=== Exercise instructions ===
Every line of the material below must be repeated exactly.

=== Records for this task ===
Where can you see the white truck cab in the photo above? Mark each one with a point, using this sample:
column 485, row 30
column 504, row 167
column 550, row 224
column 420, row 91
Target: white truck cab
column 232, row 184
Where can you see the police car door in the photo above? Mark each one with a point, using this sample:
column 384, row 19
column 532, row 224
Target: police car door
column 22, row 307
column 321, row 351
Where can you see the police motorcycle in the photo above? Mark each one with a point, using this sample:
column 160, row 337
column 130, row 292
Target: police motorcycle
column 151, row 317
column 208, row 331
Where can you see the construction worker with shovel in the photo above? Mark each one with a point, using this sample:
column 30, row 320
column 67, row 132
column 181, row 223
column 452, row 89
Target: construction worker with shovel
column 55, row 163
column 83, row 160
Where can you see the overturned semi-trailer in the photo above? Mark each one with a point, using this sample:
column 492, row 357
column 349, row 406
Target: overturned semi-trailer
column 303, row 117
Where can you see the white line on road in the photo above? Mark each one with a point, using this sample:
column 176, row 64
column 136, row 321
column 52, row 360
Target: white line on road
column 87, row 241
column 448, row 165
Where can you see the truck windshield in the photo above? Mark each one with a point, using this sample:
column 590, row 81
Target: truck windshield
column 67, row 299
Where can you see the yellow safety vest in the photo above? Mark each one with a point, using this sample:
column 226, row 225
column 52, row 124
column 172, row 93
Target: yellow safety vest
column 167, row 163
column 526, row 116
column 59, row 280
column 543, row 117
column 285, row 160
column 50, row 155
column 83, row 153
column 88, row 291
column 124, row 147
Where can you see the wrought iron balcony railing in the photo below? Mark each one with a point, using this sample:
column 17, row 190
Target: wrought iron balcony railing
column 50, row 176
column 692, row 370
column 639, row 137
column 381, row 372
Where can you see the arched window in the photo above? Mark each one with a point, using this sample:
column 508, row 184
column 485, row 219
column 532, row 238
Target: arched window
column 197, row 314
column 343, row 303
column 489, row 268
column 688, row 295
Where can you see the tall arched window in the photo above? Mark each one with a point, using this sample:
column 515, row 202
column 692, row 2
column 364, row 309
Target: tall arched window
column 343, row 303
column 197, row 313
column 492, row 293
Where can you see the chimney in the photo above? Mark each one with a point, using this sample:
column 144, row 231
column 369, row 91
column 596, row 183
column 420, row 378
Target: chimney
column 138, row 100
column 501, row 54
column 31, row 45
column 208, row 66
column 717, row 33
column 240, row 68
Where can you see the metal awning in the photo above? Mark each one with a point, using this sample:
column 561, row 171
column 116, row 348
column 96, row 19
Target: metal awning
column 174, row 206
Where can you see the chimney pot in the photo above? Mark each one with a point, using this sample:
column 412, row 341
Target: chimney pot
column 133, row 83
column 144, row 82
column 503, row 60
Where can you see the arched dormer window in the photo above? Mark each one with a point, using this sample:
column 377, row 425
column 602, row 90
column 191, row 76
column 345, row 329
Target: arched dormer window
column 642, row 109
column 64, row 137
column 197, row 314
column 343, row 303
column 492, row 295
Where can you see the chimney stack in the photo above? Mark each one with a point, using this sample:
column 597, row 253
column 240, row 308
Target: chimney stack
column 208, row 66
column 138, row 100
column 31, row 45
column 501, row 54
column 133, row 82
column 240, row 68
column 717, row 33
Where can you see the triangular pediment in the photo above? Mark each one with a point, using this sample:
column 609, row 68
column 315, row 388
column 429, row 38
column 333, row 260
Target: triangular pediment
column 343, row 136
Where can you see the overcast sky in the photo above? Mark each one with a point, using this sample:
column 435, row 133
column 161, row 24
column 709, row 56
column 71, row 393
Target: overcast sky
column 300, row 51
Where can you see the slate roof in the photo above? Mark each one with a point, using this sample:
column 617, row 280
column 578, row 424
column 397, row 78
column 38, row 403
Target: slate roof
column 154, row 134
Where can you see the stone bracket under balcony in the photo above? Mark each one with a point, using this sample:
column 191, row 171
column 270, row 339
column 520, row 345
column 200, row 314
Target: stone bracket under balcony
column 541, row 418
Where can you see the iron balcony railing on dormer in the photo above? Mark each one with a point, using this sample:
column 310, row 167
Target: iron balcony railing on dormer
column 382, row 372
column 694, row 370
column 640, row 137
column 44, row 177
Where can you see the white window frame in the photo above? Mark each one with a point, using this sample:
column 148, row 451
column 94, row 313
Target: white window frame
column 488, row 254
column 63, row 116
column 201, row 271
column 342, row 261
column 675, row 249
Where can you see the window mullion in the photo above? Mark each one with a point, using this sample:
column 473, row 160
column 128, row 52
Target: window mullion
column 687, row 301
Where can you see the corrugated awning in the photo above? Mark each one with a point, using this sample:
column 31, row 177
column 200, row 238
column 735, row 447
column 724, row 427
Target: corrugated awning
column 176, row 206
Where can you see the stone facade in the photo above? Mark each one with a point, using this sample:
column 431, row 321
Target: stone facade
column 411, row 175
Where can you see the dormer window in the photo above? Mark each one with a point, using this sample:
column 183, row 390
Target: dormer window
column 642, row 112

=== Solution ===
Where can you see the white truck cab in the photo above? Mark each one with a point, using this sample:
column 485, row 30
column 504, row 167
column 550, row 224
column 420, row 91
Target: white truck cab
column 232, row 184
Where can you see the police car door in the photo above? Mark each one with a point, using this sample:
column 384, row 19
column 532, row 224
Target: police car door
column 22, row 307
column 321, row 351
Where can you see the police motorcycle in the photo above? Mark each one with a point, using this sample:
column 160, row 337
column 130, row 292
Target: police motorcycle
column 151, row 317
column 208, row 331
Where can you see the construction worker with shovel in the photo above? Mark each one with a point, using this sample:
column 30, row 320
column 67, row 132
column 181, row 223
column 452, row 89
Target: construction worker with shovel
column 55, row 163
column 83, row 160
Where can you see the overturned semi-trailer in the photo above? Mark each one with a point, using this sample:
column 492, row 357
column 349, row 406
Target: overturned semi-trailer
column 303, row 117
Where can you see the white line on road in the photo above? Mark each one with a point, using this sample:
column 176, row 64
column 136, row 321
column 52, row 360
Target: white line on road
column 87, row 241
column 448, row 165
Where can you see the truck windshield in the photo above? Mark each one with a point, using this sample:
column 590, row 81
Target: truck windshield
column 67, row 299
Where can you see the yellow safety vest in the photo above? Mark each one with a point, using this sample:
column 226, row 225
column 52, row 124
column 172, row 93
Target: yellow safety vest
column 167, row 163
column 526, row 116
column 59, row 280
column 543, row 117
column 285, row 160
column 50, row 155
column 83, row 153
column 88, row 291
column 124, row 147
Where can you see the wrought iron balcony railing in the photo below? Mark each one with a point, using this sample:
column 17, row 190
Target: wrought iron balcony railing
column 50, row 176
column 692, row 370
column 639, row 137
column 381, row 372
Where can you see the arched window in the photo above? Mark each one with a point, using this sample:
column 508, row 184
column 485, row 219
column 532, row 238
Target: arched window
column 197, row 314
column 343, row 303
column 489, row 268
column 688, row 295
Where can you see the tall arched window in the photo above? Mark each one with a point, using this sample:
column 515, row 202
column 692, row 2
column 364, row 309
Target: tall arched window
column 343, row 303
column 197, row 313
column 492, row 293
Where can you see the chimney in the photo above? Mark each one with a point, using this sample:
column 144, row 231
column 369, row 91
column 596, row 183
column 420, row 378
Target: chimney
column 138, row 100
column 501, row 54
column 31, row 45
column 208, row 66
column 717, row 33
column 240, row 68
Where can you see the metal awning in the photo above? Mark each one with a point, using this sample:
column 561, row 171
column 116, row 348
column 96, row 19
Target: metal awning
column 174, row 206
Where can you see the chimney pot in the photo above? Mark each one with a point, using this sample:
column 412, row 341
Target: chimney pot
column 133, row 83
column 144, row 82
column 503, row 60
Where can you see the arched dormer window in the photo above? Mark each one with a point, using this sample:
column 377, row 425
column 602, row 90
column 191, row 76
column 345, row 329
Target: arched dormer window
column 642, row 109
column 64, row 137
column 197, row 314
column 343, row 303
column 492, row 295
Where can you see the chimney stack in the photo above? Mark each one with a point, using this sample:
column 597, row 253
column 240, row 308
Target: chimney stack
column 208, row 66
column 138, row 100
column 31, row 45
column 501, row 54
column 133, row 82
column 240, row 68
column 717, row 33
Where can you see the triangular pediment in the photo above? Mark each one with a point, using this sample:
column 609, row 68
column 315, row 388
column 429, row 38
column 333, row 260
Target: triangular pediment
column 343, row 136
Where can you see the overcast sky in the photo above? Mark each one with a point, using this sample:
column 435, row 133
column 161, row 24
column 709, row 56
column 71, row 393
Target: overcast sky
column 300, row 51
Where can you see the slate roof in the photo above? Mark each one with a point, using this sample:
column 617, row 280
column 578, row 424
column 397, row 78
column 38, row 403
Target: slate roof
column 154, row 134
Where can you see the stone bracket under balcony in the photo above? Mark each one with a point, using this sample:
column 191, row 171
column 270, row 339
column 520, row 345
column 200, row 314
Target: stone bracket under balcony
column 541, row 418
Where can you see the iron balcony railing on dormer in the photo above? Mark each one with a point, using this sample:
column 310, row 167
Target: iron balcony railing on dormer
column 382, row 372
column 694, row 370
column 640, row 137
column 44, row 177
Where can you see the white window frame in the photo above? Mark each one with a point, using this sample:
column 148, row 451
column 94, row 313
Target: white window frame
column 488, row 254
column 63, row 116
column 201, row 271
column 342, row 261
column 675, row 249
Where can you see the window mullion in the photo above? Mark each one with a point, using this sample:
column 473, row 160
column 128, row 52
Target: window mullion
column 687, row 301
Where can you see the corrugated awning in the photo above? Mark each one with a point, using this sample:
column 31, row 177
column 200, row 238
column 735, row 447
column 724, row 427
Target: corrugated awning
column 176, row 206
Where can you see the stone facade in the photo above? Mark each one with a point, using this sample:
column 431, row 321
Target: stone facade
column 411, row 175
Where can you see the dormer window in the photo above? Mark each one with a point, using this sample:
column 183, row 390
Target: dormer window
column 642, row 112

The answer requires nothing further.